▶ WHAT THIS EXERCISE ASKS
1. According to the excerpt, why did the writer go walking on the beach? Answer in one to three sentences.
2. Write out the excerpt's wording from "The poor weather" to "first of November!", copying it precisely.

▶ EXCERPT TO READ
◇ ◇ ◇ ◇ ◇

The recent ‘unpleasantness’ in the financial markets shows that powerful, experienced, well respected and obscenely well paid bankers, the demi-gods of capitalism, have absolutely no idea at all about what they are doing; why then should we expect a mere restaurateur know any better?

Where finance is concerned the counter intuitive seems to be the best bet. The simple Puritan ethics which also seemed to be part and parcel of a basically Protestant ideology (is that the right word?) no longer work in the mad world we now inhabit. Who was it said that taxes were only for poor people to pay? They obviously lived in the real world: the world in which only the stupid live within their means and save!

The poor weather has abated somewhat and we were able to go out to lunch and to sit outside to eat it which says something for this climate on the first of November!

Following advice I have ventured out onto the beach to walk about to ease my hip and loosen my knees. The effects of the stormy weather of the past few days has altered the profile of the beach and deposited a certain amount of vegetation on the sand. My slow progress down the beach was punctuated by desultory photographing of waves.

This is an on-going project to produce one (just one) good picture off the coast of Castelldefels.

◇ ◇ ◇ ◇ ◇

[Items from a dataset]

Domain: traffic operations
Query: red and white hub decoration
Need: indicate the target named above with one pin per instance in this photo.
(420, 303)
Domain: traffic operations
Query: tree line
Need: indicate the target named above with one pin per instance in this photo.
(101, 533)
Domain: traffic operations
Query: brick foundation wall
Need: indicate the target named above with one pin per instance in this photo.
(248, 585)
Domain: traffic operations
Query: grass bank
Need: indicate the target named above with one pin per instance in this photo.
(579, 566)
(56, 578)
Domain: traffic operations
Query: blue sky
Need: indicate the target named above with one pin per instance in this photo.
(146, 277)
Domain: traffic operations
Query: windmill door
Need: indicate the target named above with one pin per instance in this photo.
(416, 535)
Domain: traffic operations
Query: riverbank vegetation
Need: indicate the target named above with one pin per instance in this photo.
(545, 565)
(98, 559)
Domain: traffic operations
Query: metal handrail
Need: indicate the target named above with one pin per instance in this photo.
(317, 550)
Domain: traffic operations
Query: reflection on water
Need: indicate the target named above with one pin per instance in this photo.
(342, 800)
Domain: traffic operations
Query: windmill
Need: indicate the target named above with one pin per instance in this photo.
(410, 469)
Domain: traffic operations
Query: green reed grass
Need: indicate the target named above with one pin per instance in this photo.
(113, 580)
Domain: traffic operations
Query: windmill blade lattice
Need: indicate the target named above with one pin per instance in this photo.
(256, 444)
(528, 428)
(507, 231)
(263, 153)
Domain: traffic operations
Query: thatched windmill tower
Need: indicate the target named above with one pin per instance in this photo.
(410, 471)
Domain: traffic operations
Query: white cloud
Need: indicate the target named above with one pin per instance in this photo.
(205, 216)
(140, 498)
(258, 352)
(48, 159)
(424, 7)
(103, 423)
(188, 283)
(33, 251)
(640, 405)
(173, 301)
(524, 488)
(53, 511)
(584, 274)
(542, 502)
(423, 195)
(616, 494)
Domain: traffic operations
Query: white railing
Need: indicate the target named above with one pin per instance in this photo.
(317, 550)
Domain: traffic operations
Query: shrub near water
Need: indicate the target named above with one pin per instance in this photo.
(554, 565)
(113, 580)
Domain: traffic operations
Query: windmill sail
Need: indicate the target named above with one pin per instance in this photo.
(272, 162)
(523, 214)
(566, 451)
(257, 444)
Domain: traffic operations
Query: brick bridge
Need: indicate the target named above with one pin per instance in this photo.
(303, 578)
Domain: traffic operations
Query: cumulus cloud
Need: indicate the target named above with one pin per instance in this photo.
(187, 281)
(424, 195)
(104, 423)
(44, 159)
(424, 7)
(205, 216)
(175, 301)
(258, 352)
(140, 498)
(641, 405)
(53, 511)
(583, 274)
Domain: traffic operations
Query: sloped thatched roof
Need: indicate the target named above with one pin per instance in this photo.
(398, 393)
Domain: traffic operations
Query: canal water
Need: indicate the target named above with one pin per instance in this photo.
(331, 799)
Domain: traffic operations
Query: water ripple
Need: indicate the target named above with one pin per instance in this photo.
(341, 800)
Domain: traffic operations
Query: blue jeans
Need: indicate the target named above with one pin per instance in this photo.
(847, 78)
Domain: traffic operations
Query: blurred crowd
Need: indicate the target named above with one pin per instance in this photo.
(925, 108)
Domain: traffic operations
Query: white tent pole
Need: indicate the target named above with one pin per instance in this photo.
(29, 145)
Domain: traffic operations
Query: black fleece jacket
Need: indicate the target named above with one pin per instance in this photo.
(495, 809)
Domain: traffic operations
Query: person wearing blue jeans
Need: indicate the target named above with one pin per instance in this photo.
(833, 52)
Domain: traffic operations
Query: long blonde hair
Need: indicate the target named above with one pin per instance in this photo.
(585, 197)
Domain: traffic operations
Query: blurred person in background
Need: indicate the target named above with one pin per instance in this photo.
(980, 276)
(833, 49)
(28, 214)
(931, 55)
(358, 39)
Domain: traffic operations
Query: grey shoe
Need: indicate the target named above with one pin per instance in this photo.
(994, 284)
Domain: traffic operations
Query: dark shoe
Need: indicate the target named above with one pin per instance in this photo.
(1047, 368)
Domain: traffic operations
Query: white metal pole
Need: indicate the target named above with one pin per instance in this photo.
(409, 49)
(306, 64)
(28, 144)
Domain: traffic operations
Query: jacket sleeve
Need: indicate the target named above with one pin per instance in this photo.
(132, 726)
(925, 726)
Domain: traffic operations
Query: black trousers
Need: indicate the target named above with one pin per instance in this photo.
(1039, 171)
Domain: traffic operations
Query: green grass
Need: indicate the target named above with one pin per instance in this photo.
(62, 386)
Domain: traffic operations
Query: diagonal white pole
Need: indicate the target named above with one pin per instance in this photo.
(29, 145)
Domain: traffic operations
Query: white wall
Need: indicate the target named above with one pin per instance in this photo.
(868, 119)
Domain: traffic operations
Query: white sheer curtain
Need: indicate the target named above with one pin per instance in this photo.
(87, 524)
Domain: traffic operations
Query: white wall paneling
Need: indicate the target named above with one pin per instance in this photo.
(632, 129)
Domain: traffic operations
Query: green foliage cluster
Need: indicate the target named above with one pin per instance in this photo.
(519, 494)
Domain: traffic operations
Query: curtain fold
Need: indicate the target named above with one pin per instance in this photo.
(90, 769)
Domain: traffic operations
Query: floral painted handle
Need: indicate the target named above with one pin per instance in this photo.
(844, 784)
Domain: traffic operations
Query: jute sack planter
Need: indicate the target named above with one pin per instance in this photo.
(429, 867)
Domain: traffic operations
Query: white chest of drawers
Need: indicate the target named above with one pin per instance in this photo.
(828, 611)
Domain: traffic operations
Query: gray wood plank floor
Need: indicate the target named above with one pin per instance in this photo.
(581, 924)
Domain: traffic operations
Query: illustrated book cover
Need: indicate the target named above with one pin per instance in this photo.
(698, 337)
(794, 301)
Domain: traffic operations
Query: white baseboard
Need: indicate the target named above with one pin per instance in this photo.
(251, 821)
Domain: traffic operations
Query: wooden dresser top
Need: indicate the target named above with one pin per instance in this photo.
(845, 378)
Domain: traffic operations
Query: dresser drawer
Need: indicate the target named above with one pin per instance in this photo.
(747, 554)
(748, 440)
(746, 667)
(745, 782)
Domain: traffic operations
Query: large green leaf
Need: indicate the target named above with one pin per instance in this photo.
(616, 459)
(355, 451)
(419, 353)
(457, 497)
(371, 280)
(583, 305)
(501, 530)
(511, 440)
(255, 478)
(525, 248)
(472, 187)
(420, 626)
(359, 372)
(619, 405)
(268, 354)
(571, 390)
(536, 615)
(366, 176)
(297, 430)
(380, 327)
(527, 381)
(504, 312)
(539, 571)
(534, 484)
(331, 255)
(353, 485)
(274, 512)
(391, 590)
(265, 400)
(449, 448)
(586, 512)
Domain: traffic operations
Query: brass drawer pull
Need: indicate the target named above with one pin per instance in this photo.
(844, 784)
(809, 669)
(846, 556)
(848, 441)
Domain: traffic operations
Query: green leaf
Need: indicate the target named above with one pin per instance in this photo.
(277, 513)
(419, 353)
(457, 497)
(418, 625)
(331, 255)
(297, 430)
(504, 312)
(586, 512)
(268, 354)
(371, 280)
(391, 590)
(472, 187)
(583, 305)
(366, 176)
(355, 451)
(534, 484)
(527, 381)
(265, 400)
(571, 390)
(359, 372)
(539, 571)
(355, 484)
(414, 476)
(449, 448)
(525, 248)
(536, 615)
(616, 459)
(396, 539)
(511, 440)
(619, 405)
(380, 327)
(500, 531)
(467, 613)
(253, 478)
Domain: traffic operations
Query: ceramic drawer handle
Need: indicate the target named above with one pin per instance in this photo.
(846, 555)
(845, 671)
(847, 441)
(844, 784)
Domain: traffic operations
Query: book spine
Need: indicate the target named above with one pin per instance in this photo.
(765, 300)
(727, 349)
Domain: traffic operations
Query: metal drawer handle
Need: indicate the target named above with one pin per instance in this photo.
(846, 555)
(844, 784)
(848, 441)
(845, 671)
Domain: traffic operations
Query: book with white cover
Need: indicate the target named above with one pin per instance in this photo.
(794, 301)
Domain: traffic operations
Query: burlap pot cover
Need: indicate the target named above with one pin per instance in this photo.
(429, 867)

◇ ◇ ◇ ◇ ◇

▶ ANSWERS BY TASK
1. The writer went out onto the beach on advice, to walk about as a way to ease the hip and loosen the knees.

2.
The poor weather has abated somewhat and we were able to go out to lunch and to sit outside to eat it which says something for this climate on the first of November!